Output only the lines of the entries that follow, starting at the one with "Task: point to each instance of the open" and running down to the one with "Task: point to each instance of the wine glass in", both included and unchanged.
Segment Start: Data section
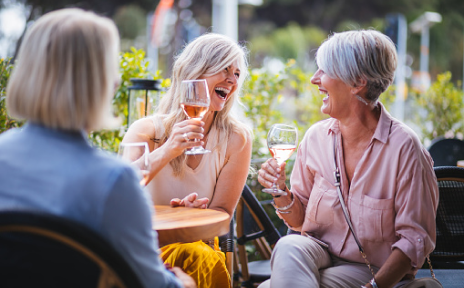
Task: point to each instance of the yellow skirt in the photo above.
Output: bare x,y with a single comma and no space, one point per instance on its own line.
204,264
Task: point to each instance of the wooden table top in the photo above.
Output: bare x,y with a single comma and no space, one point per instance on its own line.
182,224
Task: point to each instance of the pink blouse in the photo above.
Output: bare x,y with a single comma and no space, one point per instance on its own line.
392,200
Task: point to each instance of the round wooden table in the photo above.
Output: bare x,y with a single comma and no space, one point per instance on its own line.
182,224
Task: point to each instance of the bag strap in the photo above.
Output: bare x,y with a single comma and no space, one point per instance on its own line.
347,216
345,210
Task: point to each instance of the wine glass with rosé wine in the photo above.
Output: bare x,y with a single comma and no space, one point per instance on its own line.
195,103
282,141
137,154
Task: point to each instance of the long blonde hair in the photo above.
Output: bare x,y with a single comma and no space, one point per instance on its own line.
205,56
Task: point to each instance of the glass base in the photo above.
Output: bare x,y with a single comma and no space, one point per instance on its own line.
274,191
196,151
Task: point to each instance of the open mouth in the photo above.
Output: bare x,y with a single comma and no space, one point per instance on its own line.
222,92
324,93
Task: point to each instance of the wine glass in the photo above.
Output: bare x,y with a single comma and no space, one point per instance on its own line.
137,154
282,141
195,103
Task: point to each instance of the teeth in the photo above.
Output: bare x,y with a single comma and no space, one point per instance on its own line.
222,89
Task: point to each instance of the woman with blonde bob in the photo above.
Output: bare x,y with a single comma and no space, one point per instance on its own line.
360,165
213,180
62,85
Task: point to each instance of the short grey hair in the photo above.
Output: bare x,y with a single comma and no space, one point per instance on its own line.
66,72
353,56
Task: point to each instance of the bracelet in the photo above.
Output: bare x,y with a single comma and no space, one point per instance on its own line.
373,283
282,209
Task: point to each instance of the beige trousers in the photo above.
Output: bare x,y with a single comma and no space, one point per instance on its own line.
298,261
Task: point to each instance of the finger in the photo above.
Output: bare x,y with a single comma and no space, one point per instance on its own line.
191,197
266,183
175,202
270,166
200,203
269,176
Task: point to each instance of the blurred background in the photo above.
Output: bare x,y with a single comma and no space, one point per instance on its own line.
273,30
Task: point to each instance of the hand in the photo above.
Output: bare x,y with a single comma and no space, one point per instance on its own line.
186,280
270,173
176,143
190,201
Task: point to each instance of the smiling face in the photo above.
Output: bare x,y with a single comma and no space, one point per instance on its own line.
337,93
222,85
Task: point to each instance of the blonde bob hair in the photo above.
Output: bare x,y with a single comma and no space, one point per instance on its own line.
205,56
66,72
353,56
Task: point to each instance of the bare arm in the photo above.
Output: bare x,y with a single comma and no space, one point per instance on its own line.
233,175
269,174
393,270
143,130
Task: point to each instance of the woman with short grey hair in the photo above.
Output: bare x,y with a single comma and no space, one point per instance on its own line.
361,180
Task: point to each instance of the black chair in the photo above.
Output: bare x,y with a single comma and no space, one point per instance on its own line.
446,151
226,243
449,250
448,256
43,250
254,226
Segment End: Data section
Segment Start: Data section
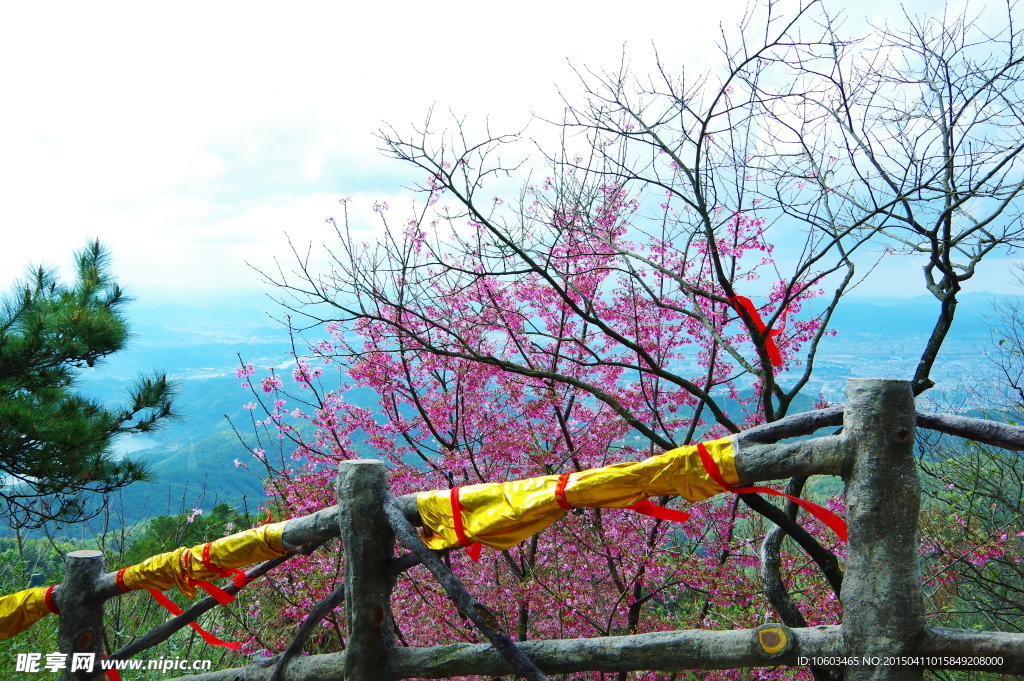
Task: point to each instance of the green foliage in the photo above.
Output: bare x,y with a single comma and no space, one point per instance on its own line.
Segment End: Data section
(Result of the exercise)
Task: point to each instance of the open mouth in the photo above.
Output: bare x,y with a single comma and no space, one point per instance on its own line.
222,92
324,93
Task: point to each instance of the wine glass in the photo above.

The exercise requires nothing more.